-- EXERCISE DIRECTIONS --
Each entry is to be output precisely as it appears.
########################################
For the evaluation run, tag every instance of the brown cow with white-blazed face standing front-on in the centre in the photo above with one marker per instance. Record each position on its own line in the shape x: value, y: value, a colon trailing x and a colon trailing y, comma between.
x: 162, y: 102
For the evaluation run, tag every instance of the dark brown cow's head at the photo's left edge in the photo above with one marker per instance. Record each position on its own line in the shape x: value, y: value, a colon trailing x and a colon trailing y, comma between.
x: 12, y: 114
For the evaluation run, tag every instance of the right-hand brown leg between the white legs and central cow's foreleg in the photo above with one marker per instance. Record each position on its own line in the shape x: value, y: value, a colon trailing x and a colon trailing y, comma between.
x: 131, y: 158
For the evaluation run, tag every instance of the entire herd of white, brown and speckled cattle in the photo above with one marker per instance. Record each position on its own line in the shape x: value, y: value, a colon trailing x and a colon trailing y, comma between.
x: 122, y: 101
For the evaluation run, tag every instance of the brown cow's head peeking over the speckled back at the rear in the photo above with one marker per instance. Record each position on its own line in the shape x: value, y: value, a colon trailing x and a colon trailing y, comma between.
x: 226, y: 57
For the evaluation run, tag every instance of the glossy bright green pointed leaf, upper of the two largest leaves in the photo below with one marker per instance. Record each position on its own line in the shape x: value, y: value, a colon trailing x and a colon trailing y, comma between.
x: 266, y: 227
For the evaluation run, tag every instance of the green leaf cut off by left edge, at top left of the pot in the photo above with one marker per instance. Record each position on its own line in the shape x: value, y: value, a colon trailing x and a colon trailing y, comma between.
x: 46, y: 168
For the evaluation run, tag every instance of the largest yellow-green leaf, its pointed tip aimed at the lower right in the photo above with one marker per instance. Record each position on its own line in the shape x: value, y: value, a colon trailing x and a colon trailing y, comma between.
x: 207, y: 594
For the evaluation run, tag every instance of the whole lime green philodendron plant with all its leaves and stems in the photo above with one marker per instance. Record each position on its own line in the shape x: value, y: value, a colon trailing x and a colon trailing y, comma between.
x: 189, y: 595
########################################
-- ANSWER SECTION --
For the evaluation run, tag every instance of the brown cow with white-blazed face standing front-on in the centre in the photo above with one marker per instance. Record each position on its own line in the shape x: value, y: value, a colon trailing x and a colon trailing y, comma between.
x: 162, y: 102
For the evaluation run, tag every instance of the dark brown cow's head at the photo's left edge in the photo above with one marker per instance. Record each position on its own line in the shape x: value, y: value, a colon trailing x and a colon trailing y, comma between.
x: 12, y: 114
For the evaluation run, tag every instance of the right-hand brown leg between the white legs and central cow's foreleg in the photo above with one marker per instance. Record each position on its own line in the shape x: value, y: value, a colon trailing x and a colon trailing y, comma between.
x: 131, y: 158
For the evaluation run, tag every instance of the entire herd of white, brown and speckled cattle in the photo above with one marker per instance. Record each position on its own line in the shape x: value, y: value, a colon trailing x and a colon trailing y, comma between.
x: 122, y: 101
For the evaluation run, tag every instance of the brown cow's head peeking over the speckled back at the rear in the photo above with one marker per instance. Record each position on its own line in the shape x: value, y: value, a colon trailing x and a colon trailing y, comma between.
x: 226, y: 57
For the evaluation run, tag every instance of the glossy bright green pointed leaf, upper of the two largest leaves in the photo below with one marker per instance. Record each position on its own line in the shape x: value, y: value, a colon trailing x and a colon trailing y, comma between.
x: 266, y: 227
For the evaluation run, tag every instance of the green leaf cut off by left edge, at top left of the pot in the photo above with one marker per instance. Record each position on its own line in the shape x: value, y: value, a colon trailing x and a colon trailing y, comma between.
x: 46, y: 168
For the evaluation run, tag every instance of the largest yellow-green leaf, its pointed tip aimed at the lower right in the photo above with one marker per instance. Record each position on its own line in the shape x: value, y: value, a colon trailing x and a colon trailing y, comma between.
x: 207, y: 594
For the evaluation run, tag every instance of the whole lime green philodendron plant with all its leaves and stems in the photo above with one marker per instance. Record each position on its own line in the shape x: value, y: value, a colon trailing x and a colon trailing y, comma between.
x: 189, y: 595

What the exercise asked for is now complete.